TASK DIRECTIONS: Count every line of the listing where the string "black" occurs, and reply with the count alone.

EXTRACTED INFORMATION:
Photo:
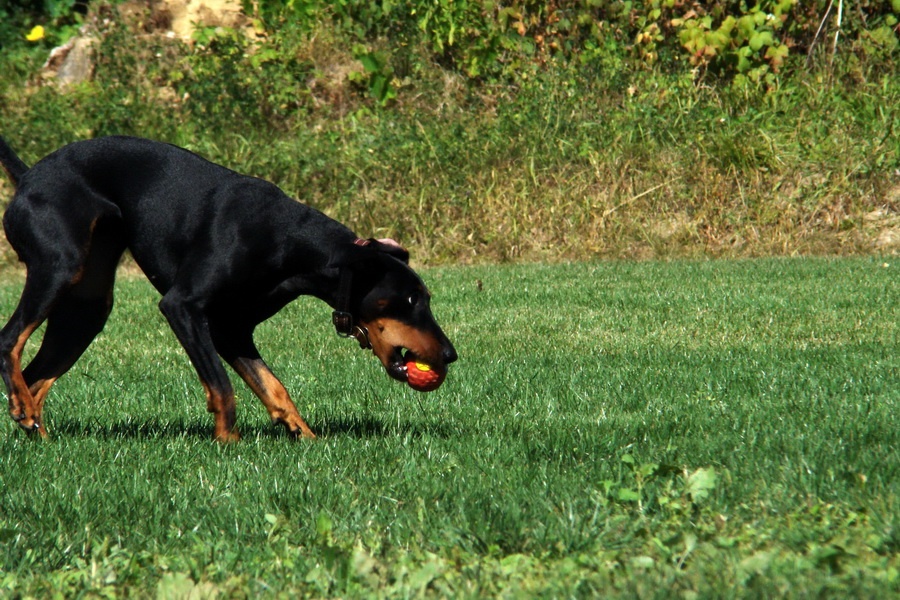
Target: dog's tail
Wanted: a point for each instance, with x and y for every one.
(11, 162)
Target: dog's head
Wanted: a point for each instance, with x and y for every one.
(392, 306)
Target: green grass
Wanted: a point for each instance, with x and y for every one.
(653, 429)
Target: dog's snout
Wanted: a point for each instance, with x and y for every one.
(450, 354)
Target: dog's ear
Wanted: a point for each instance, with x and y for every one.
(391, 247)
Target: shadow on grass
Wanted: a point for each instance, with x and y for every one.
(362, 427)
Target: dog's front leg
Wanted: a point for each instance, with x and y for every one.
(273, 395)
(191, 327)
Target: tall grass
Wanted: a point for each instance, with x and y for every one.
(572, 160)
(718, 428)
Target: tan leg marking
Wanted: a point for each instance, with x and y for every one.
(273, 395)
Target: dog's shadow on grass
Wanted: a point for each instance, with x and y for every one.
(362, 427)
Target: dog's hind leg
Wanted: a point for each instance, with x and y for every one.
(77, 316)
(42, 288)
(52, 238)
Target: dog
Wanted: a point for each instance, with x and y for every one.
(226, 251)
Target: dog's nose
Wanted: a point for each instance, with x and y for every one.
(450, 355)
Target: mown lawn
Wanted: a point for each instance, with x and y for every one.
(723, 428)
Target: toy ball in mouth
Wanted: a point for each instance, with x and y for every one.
(422, 377)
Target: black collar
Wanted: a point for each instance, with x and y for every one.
(343, 320)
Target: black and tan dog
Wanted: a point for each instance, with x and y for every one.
(226, 251)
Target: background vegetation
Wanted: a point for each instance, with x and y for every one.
(485, 131)
(618, 429)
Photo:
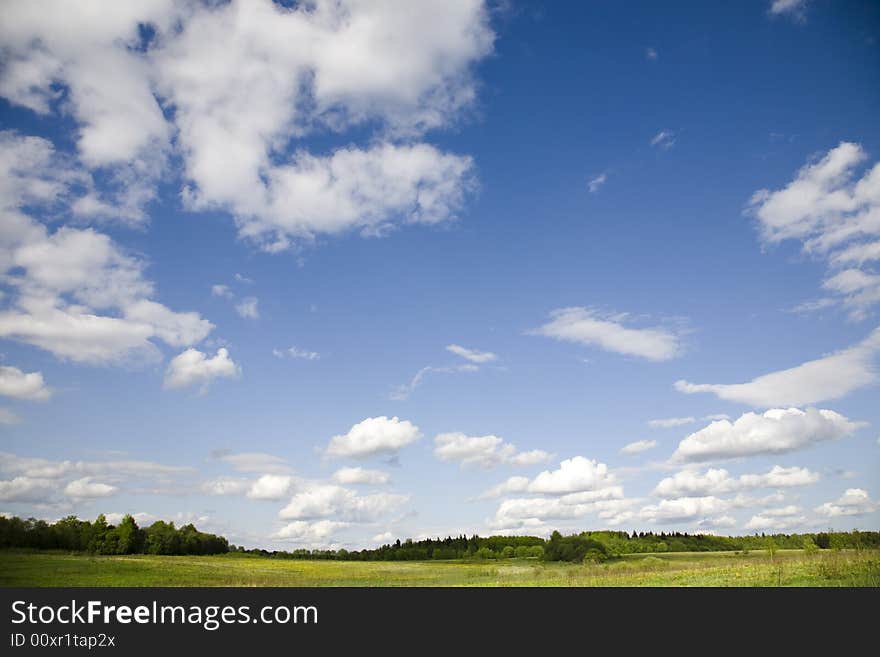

SOLUTION: 2